• _SOURCE TEXT_:

□ □ □ □

Fast forward to the ushering in of the Second Republic, that Unity Accord that the two Zimbabwean luminaries (Mugabe and Nkomo) signed is still the guarantor of the peace and tranquillity being enjoyed in the country.

In his commemorative message four years ago on 22 December 2021, President Mnangagwa exhorted Zimbabweans to value unity saying: “The accord ushered in unity, peace and stability in our great motherland, Zimbabwe, and laid a firm foundation for national cohesion and development that subsists to this day. Those early years of post-independence unrest unnecessarily delayed our socio-economic growth and cast a dark cloud of disharmony among our people.”

The President said Unity Day serves as a reminder of the collective duty to uphold peace, unity and love as the guarantors of sustainable development.

□ □ □ □

(Referring expression pointing records)
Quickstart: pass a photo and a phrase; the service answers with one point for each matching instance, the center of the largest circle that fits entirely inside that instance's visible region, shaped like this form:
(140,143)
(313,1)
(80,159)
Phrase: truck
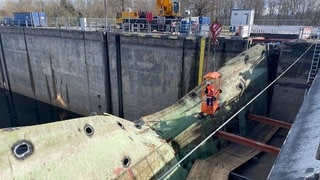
(241,21)
(167,13)
(32,19)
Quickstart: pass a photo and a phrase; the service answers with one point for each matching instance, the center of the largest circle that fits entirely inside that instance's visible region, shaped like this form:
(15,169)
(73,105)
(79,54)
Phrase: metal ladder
(314,65)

□ □ □ □

• _WORK INSTRUCTIONS_:
[a] Tell whether each statement agrees with the passage on the Unity Accord: (i) Mugabe and Nkomo signed the Unity Accord. (ii) President Mnangagwa delivered his commemorative message on 22 December 2021. (iii) The quoted message says the early post-independence unrest sped up socio-economic growth.
[b] Write a continuation of the passage on the Unity Accord, starting after its last sentence.

• _ANSWERS TO THE PROBLEMS_:
[a]
(i) Yes: "that Unity Accord that the two Zimbabwean luminaries (Mugabe and Nkomo) signed"
(ii) Yes: "In his commemorative message four years ago on 22 December 2021"
(iii) No: "Those early years of post-independence unrest unnecessarily delayed our socio-economic growth"

[b]
Territorial integrity

There are fundamentals that must always place Zimbabwe before political affiliation. Territorial integrity, peace, constitutional order, national institutions, and social cohesion are not negotiable assets to be sacrificed on the altar of political point-scoring. Once these fundamentals are weakened, no political formation ruling, or opposition emerges stronger. Unity is therefore not a favour to the state; it is self-preservation for society.

The regional context should sober us. The disturbances in the Sahel, the instability in the Great Lakes region, and the ongoing onslaughts in Sudan and the Democratic Republic of Congo are stark reminders of how quickly nations unravel when unity fractures and politics militarises.

These are not distant tragedies; they are cautionary tales. Zimbabwe’s peace is not an accident of geography, it is the product of political choices, restraint, and an enduring commitment to togetherness despite unresolved tensions.

Unity Day must be cherished precisely because instability is not hypothetical; it is visible across the continent.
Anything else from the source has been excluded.